Problem to solve => The records sit below this line. Repeat all of them exactly.

Collected data entries =>
....................

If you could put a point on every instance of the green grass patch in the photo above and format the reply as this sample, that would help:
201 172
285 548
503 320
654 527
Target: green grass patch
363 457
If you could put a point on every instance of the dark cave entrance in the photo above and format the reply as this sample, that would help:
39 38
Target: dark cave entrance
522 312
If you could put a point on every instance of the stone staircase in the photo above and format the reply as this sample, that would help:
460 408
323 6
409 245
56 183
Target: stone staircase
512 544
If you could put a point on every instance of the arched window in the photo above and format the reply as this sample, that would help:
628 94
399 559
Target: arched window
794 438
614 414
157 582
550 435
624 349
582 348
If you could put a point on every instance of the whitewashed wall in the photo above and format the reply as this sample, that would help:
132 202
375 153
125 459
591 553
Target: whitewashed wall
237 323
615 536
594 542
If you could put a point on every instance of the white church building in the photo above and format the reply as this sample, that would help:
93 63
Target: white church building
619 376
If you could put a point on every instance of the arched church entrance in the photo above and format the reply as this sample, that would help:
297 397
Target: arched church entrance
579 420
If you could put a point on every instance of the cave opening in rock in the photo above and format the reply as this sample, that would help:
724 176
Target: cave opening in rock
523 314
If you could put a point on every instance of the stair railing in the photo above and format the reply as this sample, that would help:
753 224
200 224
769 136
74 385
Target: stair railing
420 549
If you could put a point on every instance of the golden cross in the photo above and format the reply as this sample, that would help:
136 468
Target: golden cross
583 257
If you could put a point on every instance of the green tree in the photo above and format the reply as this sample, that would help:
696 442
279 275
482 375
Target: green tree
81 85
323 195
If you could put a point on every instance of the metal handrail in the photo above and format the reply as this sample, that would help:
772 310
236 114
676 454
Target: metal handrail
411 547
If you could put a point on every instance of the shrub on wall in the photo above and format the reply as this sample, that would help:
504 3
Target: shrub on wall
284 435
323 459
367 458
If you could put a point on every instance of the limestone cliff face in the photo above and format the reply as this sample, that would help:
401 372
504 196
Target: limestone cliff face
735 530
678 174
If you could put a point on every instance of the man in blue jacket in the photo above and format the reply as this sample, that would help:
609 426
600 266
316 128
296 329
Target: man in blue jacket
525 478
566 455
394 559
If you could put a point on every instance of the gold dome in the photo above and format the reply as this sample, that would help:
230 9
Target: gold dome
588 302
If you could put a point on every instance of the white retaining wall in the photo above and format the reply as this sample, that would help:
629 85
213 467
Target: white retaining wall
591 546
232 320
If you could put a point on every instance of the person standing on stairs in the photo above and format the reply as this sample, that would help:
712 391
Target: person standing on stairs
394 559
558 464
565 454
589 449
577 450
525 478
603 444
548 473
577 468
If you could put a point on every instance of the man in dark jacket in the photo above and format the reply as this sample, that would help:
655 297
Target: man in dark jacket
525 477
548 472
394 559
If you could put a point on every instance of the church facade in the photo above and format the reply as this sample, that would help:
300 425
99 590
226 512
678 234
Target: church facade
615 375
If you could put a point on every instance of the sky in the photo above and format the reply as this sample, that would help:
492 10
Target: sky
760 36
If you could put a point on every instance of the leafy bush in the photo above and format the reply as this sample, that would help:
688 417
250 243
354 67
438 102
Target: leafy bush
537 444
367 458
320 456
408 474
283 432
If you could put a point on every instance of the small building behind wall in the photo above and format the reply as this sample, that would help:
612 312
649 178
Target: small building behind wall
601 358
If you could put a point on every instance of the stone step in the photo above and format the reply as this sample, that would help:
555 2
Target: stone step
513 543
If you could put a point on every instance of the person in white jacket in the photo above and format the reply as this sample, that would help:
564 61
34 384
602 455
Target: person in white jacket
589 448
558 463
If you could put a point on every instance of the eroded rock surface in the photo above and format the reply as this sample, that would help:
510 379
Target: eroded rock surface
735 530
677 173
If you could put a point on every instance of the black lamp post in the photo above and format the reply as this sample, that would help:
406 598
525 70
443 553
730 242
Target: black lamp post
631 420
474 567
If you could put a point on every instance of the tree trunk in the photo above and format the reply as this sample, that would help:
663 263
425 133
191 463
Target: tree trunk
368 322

....................

The answer =>
If you could put a point on every instance of the green grass patch in the photo above and format the reply as this sample, that would help:
201 172
285 548
503 320
654 527
Target: green grass patch
363 457
If you could put a point on every instance of the dark cave entrance in the photo above and format the reply as this sample, that would help:
39 38
Target: dark cave entrance
522 312
If you could put a point on every instance of the stone staircase in the photo above and format the reply as this sample, that would help:
460 408
323 6
409 245
56 183
Target: stone staircase
512 544
If you could put a point on every instance of the arched window in the photo above and format the reply as this sample, that would help:
628 94
399 559
Target: arched window
794 438
614 414
157 582
550 435
624 349
582 348
If you could put a point on every instance of the whitewashed wall in the photo above and format the reply as this sample, that would help:
132 202
375 153
125 459
591 553
Target: whitewashed wall
237 323
615 536
594 542
If you could put a point on every instance of the white church building in the photo above and format the reply as this sample, that would help:
93 63
Target: white church building
619 376
If you could put a point on every instance of the arched church entrance in the photo above and format the reply as this sample, that would help:
297 397
Target: arched church entrance
579 420
If you could put a point on every instance of the cave opening in rock in the photo above and format the reply as this sample, that would help:
724 176
Target: cave opening in rock
523 314
If you could put a point on every instance of the stair railing in the photo above and format the reply as this sample, that would help:
753 224
200 224
769 136
74 385
Target: stair railing
420 549
If you could put a point on every instance of the golden cross in the photo above and format the reply as this sample, that would help:
136 468
Target: golden cross
583 257
If you could put a point on every instance of the green tree in the photo above and format the reply as this sample, that would help:
696 442
279 275
482 375
Target: green tree
81 85
323 195
If you could put a point on every instance of the metal handrail in the photo above and format the reply as this sample, that would help:
772 310
236 114
676 454
Target: metal handrail
411 547
If you could put a point on every instance of the shrub on wall in the photo above and format the reply as this sample, that would help:
504 3
Target: shrub on wall
284 435
323 459
367 458
If you could put a point on every instance of the limestone cliff face in the photo above and format the reply as this sample, that would help:
401 372
504 196
Target: limestone cliff face
735 530
678 174
If you could put a point on every instance of the man in blue jacket in the photo above and format the reply as this sample, that would help:
609 426
600 266
316 128
296 329
Target: man in blue jacket
525 478
566 455
394 559
If you could put a point on every instance of the gold dome in the photo above and format the reply as this sample, that would help:
230 9
Target: gold dome
588 302
If you could put a point on every instance of the white retaining wall in the photo above and format the reply as this sample, that would help:
629 85
213 467
Target: white retaining wall
591 546
232 320
If you could put a point on every instance of the person standing on stairs in the photo above and format the reply as this sample, that would help:
712 391
Target: person standing on stairs
394 559
558 464
565 454
589 449
577 450
525 478
603 444
548 473
577 468
If you could put a point on every instance of the man in dark jacket in the photo above and format the reply as this sample, that would help:
655 297
Target: man in dark jacket
525 477
548 472
394 559
If you could put a point on every instance of the church facade in the photo above and format the reply as this sample, that would help:
300 425
99 590
226 512
678 234
Target: church facade
615 375
If you could put a point on every instance of the sky in the photo above and format the reply as this sample, that would help:
492 10
Target: sky
760 36
If you could put a point on every instance of the leafy bush in the photo above and format the reply as this sample, that would help:
688 417
250 243
354 67
438 102
Target: leafy bush
537 444
367 458
320 456
408 474
283 432
If you could put a point on every instance of the small building behind wall in the photo above and format the reply as this sample, that would help:
612 312
649 178
Target: small building behind wall
601 358
If you could put a point on every instance of the stone step in the photo above and format the reply as this sample, that would help:
555 2
Target: stone step
513 543
If you could put a point on every instance of the person in white jacket in the photo above and format the reply as this sample, that would help:
564 61
34 384
602 455
Target: person in white jacket
589 448
558 463
If you could put a point on every instance of the eroded rock surface in the photo above and format the reply as this sample, that would help:
510 379
Target: eroded rock surface
735 530
677 173
If you could put a point on every instance of the black lamp post in the photo above and format the reply as this sample, that would help:
406 598
525 70
443 553
730 242
Target: black lamp post
631 420
474 567
If you could put a point on every instance of the tree trunk in the photo above and format the reply as this sample, that would help:
663 263
425 133
191 463
Target: tree trunk
368 322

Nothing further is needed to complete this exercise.